PROBLEM DETAILS: Scan the material for the string "screen" and copy out every line in which it occurs.

MATERIAL FOR THIS TASK:
_____

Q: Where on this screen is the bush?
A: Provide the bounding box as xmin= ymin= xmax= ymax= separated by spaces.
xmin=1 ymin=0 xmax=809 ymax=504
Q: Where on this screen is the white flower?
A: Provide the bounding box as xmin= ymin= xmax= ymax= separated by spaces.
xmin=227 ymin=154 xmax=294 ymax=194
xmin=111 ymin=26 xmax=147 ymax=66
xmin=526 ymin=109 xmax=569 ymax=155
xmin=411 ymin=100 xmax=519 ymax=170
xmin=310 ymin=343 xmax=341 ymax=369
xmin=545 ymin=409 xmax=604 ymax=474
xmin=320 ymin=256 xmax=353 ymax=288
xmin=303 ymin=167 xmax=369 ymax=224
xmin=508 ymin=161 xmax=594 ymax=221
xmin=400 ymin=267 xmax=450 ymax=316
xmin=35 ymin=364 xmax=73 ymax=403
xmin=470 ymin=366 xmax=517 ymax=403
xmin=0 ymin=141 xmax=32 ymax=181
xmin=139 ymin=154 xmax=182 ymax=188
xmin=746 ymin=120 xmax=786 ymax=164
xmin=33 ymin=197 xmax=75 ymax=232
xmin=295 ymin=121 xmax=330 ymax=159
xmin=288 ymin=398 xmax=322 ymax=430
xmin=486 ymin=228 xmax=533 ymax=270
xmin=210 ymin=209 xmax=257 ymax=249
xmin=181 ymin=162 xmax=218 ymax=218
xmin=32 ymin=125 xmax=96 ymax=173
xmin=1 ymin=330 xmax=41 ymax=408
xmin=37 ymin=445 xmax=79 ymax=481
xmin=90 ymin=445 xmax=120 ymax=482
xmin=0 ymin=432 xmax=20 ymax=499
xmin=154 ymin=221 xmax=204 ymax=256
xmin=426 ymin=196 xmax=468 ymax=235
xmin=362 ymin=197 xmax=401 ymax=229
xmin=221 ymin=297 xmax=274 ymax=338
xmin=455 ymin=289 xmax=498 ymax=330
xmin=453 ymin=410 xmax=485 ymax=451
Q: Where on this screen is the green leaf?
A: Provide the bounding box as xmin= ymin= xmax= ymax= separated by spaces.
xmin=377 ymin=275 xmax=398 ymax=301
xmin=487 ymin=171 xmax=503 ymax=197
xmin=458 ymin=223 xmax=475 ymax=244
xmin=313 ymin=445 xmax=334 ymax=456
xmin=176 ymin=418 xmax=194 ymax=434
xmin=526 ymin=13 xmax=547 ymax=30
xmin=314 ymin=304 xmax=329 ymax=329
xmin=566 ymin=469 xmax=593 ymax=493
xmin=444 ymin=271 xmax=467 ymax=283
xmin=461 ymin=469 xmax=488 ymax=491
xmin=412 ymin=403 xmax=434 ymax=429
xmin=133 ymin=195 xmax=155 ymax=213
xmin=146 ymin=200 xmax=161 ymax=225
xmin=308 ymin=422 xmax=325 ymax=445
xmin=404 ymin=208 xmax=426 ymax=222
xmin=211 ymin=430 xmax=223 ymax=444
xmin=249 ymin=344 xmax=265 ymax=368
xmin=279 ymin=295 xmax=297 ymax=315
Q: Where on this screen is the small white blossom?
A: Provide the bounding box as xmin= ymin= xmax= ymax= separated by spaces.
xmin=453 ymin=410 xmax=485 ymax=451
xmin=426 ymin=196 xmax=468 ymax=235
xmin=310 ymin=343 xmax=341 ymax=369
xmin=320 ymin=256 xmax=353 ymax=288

_____

ANSWER AREA:
Q: Where on this screen is the bush?
Q: Where on this screen is the white flower?
Q: Where on this screen is the green leaf?
Q: Where on this screen is the small white blossom?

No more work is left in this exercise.